── PAGE EXCERPT ──

Compilation Pipeline

Here’s how the compilation process works:

  • Lexing: Source code is tokenized into symbols.
  • Parsing: Tokens are parsed into an AST (Abstract Syntax Tree).
  • Semantic Analysis: Types and scopes are resolved.
  • Code Generation: The AST is translated into Go code (compile-first, prelude-second).
  • Go Compilation: Go code is compiled with go build.
  +------------------+
  |  .luma Source    |
  +--------+---------+
           |
           v
+----------------------+
|     Lexer            |  ← Tokens (e.g., IDENT, NUMBER, etc.)
+----------------------+
           |
           v
+----------------------+
|     Parser           |  ← AST (Abstract Syntax Tree)
+----------------------+
           |
           v
+----------------------+
|   Type Resolver      |  ← Type info (int, float, str, etc.)
+----------------------+
           |
           v
+----------------------+
|  Go Code Generator   |  ← Phase 1: user code  (marks slices & imports)

───
── LISTED ENTRIES ──

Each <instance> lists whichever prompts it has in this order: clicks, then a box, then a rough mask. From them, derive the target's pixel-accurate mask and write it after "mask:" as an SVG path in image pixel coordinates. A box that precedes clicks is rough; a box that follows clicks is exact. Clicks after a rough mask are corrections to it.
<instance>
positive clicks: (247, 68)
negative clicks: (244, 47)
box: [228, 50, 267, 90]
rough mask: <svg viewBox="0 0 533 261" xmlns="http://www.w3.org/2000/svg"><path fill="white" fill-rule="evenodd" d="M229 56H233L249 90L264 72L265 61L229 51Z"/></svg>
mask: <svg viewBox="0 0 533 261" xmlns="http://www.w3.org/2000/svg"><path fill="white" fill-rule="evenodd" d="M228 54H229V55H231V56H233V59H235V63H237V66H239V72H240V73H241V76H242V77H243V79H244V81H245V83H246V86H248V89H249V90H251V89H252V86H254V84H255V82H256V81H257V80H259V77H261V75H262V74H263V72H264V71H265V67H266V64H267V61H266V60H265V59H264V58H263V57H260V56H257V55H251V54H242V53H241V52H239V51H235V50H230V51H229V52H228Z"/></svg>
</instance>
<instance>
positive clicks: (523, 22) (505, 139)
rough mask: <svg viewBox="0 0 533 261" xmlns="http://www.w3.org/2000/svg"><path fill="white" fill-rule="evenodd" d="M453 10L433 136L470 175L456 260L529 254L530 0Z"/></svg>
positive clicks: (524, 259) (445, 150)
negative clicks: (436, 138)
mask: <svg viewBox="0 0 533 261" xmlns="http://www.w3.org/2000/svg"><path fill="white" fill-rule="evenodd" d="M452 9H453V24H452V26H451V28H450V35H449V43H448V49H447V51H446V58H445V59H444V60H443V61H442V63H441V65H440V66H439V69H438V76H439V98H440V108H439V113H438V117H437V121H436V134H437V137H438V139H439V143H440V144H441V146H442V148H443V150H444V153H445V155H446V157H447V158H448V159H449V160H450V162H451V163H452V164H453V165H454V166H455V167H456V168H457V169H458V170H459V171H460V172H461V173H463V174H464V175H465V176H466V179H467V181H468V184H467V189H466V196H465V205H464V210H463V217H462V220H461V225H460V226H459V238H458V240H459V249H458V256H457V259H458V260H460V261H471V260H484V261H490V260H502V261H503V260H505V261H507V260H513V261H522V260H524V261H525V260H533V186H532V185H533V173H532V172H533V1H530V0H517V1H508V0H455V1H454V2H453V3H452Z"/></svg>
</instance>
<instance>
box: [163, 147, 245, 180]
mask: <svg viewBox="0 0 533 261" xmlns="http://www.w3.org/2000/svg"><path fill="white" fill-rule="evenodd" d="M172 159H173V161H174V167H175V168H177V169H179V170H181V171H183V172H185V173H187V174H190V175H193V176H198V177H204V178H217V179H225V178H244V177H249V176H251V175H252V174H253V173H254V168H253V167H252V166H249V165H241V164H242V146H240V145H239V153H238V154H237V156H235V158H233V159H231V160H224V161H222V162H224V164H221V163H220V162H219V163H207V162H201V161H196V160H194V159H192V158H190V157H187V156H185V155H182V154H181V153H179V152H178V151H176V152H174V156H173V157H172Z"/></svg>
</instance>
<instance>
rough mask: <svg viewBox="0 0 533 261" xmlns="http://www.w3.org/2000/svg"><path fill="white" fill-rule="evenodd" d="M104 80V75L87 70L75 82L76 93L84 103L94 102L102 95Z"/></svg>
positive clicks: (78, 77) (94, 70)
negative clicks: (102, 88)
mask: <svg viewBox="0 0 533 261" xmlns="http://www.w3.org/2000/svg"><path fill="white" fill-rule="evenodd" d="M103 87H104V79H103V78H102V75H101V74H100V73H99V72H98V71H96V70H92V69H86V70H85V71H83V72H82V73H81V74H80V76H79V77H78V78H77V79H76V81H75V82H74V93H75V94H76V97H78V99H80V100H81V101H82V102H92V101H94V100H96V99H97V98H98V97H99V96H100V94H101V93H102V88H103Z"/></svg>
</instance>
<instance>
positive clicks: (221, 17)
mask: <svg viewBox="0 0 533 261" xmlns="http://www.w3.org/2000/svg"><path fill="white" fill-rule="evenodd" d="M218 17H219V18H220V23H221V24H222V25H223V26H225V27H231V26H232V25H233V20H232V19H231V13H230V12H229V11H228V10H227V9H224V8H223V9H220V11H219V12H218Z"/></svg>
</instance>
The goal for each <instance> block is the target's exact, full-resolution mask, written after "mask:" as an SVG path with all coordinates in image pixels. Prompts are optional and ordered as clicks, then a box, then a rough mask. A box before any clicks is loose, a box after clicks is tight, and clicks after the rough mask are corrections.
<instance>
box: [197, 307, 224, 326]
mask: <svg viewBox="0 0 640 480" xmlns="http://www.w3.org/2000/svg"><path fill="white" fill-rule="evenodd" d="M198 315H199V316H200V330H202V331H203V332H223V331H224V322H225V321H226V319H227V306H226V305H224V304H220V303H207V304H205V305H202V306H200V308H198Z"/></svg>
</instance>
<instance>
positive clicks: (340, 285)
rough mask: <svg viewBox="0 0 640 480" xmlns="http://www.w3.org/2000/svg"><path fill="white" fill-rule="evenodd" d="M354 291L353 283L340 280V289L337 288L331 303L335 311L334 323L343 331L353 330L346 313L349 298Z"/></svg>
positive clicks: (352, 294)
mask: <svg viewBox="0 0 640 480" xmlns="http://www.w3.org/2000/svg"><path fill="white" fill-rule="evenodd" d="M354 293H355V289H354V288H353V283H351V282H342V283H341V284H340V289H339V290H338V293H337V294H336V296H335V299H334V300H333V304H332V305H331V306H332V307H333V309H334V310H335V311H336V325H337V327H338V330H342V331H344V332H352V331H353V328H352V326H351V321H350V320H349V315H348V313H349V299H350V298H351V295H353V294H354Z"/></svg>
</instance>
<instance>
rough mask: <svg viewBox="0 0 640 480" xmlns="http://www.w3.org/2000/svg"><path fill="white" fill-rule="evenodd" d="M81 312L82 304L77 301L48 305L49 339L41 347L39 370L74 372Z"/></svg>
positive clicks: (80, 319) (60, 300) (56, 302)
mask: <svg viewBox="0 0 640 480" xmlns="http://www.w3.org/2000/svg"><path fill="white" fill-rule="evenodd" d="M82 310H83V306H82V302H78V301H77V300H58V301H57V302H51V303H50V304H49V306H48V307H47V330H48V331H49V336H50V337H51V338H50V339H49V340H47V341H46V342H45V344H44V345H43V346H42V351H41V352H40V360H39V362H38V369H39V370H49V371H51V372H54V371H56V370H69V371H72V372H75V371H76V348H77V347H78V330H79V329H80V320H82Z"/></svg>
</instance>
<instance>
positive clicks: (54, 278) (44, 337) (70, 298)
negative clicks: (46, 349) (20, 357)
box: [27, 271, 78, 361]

───

▶ [EXERCISE DIRECTIONS]
Return the passage of the compilation pipeline text between "Here’s how the" and "code (compile-first, prelude-second).", inclusive, copied exactly.

▶ [ANSWER SECTION]
Here’s how the compilation process works:

  • Lexing: Source code is tokenized into symbols.
  • Parsing: Tokens are parsed into an AST (Abstract Syntax Tree).
  • Semantic Analysis: Types and scopes are resolved.
  • Code Generation: The AST is translated into Go code (compile-first, prelude-second).